EXERCISE INPUTS:
::::::::
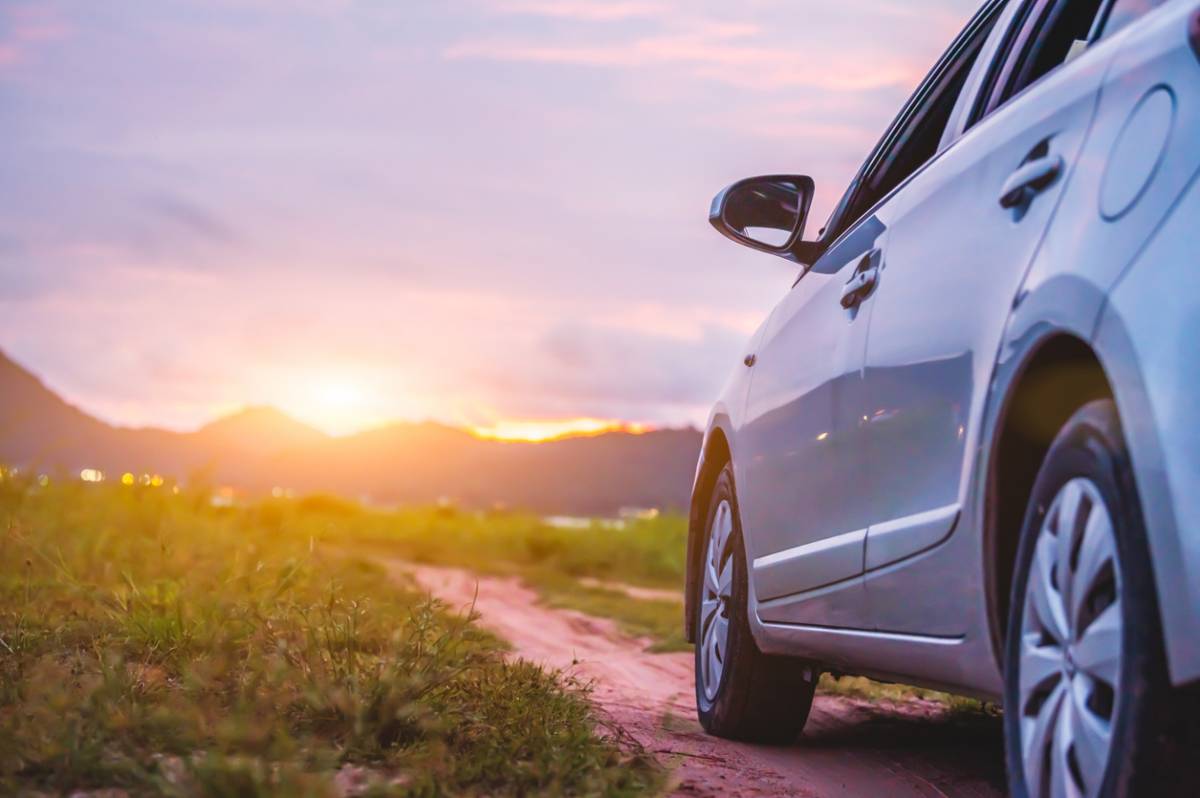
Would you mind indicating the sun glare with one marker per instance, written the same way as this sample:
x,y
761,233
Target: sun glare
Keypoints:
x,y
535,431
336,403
::::::::
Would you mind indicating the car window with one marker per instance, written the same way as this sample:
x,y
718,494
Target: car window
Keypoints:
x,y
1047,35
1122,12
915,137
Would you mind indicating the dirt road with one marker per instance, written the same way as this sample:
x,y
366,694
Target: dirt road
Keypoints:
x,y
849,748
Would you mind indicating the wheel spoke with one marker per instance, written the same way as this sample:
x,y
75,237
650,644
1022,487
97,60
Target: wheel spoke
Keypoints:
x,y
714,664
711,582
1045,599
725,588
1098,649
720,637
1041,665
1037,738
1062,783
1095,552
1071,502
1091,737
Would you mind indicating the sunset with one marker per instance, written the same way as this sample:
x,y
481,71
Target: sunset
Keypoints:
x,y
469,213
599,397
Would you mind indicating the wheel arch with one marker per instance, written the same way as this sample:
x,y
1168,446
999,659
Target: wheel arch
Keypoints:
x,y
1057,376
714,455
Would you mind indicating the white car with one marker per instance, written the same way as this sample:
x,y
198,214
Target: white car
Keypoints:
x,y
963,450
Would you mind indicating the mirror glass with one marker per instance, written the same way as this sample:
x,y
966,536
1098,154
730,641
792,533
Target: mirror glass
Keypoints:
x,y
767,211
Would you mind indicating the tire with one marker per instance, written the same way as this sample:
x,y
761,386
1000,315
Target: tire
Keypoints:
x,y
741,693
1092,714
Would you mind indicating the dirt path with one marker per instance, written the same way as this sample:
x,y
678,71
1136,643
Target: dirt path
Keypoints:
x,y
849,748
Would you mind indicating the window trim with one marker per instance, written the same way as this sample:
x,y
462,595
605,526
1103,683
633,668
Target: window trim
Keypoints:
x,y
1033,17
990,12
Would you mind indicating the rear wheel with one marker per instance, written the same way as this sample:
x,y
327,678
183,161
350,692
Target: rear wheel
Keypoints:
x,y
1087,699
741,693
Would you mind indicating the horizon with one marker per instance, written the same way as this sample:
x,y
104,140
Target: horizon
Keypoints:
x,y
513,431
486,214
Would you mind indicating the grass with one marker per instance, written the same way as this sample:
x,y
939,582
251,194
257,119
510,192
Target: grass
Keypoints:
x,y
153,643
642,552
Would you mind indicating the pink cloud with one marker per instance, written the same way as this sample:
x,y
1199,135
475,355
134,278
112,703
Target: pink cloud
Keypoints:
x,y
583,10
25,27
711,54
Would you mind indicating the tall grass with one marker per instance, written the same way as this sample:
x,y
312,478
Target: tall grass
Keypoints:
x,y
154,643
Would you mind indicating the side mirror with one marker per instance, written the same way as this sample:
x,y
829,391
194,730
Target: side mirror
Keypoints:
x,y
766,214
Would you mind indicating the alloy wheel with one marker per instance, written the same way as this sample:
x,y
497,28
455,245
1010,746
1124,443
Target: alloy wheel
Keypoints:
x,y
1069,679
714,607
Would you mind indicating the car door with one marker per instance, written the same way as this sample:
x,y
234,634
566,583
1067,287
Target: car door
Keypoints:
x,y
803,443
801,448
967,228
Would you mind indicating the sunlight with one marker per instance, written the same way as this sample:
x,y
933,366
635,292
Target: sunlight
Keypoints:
::::::::
Return every line of the entries above that contains the word "door", copied in full.

THE COMPLETED TASK:
Would you mind indicating the car door with one marker per instance, written the same way as this sample:
Target: car door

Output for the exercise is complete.